# What the task asks
The expected output is a copy of every line in the records with the string "below".

'''

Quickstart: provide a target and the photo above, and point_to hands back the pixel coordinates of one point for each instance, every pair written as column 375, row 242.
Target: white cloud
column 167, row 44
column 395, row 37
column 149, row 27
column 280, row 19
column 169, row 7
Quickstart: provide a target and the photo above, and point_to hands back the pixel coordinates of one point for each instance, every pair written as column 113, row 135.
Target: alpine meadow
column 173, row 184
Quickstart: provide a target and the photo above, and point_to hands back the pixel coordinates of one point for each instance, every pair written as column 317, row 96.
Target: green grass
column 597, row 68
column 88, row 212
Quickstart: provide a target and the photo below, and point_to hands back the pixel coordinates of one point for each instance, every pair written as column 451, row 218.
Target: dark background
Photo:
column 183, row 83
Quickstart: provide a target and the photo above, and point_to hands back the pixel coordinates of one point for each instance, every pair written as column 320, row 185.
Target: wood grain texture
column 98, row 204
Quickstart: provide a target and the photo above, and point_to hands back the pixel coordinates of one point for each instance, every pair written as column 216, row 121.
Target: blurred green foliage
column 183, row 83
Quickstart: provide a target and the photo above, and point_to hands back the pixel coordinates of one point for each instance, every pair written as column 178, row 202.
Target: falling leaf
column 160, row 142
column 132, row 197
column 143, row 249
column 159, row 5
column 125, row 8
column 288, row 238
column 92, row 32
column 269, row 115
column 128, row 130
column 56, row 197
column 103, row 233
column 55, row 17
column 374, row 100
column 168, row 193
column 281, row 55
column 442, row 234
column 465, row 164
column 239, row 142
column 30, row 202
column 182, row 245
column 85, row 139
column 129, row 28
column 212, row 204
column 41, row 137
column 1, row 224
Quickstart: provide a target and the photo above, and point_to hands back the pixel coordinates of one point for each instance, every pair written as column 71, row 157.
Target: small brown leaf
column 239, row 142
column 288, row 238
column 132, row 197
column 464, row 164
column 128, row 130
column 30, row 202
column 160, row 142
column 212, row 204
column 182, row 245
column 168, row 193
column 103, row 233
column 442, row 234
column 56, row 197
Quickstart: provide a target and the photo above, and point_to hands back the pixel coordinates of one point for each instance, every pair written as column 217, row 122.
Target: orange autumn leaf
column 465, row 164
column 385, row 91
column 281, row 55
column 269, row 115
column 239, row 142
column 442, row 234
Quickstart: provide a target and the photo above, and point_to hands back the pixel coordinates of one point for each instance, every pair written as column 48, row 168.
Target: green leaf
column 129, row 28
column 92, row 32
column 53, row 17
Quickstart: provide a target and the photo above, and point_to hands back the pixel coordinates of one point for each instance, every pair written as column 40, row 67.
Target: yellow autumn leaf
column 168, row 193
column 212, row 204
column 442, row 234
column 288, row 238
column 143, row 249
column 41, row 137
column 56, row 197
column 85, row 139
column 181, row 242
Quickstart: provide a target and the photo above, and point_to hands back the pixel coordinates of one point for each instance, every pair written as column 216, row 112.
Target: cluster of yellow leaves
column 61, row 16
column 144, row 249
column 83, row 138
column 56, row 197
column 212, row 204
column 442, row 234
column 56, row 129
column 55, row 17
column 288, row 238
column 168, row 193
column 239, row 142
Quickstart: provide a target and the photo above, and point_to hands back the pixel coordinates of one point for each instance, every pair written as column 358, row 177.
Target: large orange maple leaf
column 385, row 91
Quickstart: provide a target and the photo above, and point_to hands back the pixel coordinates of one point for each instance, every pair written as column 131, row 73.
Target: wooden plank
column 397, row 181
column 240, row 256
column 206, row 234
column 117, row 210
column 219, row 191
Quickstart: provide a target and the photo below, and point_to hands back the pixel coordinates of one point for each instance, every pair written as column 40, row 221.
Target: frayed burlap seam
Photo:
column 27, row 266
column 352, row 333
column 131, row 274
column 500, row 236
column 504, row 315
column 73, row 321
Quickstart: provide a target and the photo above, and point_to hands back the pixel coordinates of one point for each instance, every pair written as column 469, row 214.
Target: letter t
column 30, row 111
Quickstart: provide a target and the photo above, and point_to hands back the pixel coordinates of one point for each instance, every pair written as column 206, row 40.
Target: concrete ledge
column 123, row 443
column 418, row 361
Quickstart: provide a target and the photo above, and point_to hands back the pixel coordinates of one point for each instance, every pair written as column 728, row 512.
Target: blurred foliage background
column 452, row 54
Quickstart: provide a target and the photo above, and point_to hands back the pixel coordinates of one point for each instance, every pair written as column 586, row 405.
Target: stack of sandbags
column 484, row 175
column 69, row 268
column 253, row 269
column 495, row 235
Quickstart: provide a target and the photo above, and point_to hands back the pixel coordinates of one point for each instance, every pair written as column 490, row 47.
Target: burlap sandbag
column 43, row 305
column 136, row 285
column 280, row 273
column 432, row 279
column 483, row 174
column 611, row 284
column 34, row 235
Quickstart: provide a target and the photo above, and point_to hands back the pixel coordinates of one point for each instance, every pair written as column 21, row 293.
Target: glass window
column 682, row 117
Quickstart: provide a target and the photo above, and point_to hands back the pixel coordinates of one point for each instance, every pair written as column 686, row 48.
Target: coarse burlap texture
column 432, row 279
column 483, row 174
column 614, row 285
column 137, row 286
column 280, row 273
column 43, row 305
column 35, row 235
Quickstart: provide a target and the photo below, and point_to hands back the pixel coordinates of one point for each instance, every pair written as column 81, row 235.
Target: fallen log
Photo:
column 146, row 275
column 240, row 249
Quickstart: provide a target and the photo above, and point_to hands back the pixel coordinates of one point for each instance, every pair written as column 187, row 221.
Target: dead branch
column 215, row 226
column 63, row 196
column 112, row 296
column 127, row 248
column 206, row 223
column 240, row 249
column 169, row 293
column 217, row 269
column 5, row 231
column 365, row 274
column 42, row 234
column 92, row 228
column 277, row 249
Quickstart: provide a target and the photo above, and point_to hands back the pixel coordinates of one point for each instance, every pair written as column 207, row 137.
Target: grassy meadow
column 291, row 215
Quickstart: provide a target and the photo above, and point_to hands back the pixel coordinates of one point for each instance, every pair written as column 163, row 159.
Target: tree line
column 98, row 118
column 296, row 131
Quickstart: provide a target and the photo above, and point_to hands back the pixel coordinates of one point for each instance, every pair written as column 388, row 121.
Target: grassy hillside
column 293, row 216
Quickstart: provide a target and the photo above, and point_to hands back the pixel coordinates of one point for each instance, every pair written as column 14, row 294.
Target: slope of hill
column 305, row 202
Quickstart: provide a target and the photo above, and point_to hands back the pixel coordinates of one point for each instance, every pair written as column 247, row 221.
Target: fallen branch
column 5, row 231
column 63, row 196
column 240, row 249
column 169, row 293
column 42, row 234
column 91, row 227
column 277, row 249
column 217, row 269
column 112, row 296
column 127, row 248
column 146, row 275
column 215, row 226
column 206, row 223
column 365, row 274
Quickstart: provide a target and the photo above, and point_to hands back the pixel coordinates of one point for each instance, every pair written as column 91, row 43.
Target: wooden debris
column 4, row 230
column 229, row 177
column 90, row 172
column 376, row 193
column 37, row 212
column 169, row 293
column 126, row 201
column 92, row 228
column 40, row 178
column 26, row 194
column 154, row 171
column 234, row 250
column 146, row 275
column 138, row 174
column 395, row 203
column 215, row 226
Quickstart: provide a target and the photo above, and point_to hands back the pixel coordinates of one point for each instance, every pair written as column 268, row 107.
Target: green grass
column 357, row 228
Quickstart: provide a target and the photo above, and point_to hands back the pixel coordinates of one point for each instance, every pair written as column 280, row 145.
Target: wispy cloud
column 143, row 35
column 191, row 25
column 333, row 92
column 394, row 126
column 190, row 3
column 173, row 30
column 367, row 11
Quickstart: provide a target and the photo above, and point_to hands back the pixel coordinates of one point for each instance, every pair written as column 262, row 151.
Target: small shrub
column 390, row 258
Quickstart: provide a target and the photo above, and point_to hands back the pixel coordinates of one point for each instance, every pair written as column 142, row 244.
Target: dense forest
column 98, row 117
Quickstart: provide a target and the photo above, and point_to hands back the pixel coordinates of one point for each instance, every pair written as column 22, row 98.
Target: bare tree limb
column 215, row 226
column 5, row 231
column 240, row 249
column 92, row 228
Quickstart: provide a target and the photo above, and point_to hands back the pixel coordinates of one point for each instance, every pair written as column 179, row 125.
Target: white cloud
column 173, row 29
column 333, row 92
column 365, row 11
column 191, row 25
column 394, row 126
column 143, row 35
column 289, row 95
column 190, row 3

'''

# The completed task
Quickstart: provide a target and the photo below, and point_to hands back the pixel coordinates of one point for each instance, every pair written as column 451, row 218.
Quickstart: provide a target and the photo below, and point_to hands back the pixel coordinates of one point for each instance, every pair written as column 40, row 221.
Quickstart: provide a target and the photo below, and point_to hands back the pixel coordinates of one point for each instance, every pair written as column 81, row 235.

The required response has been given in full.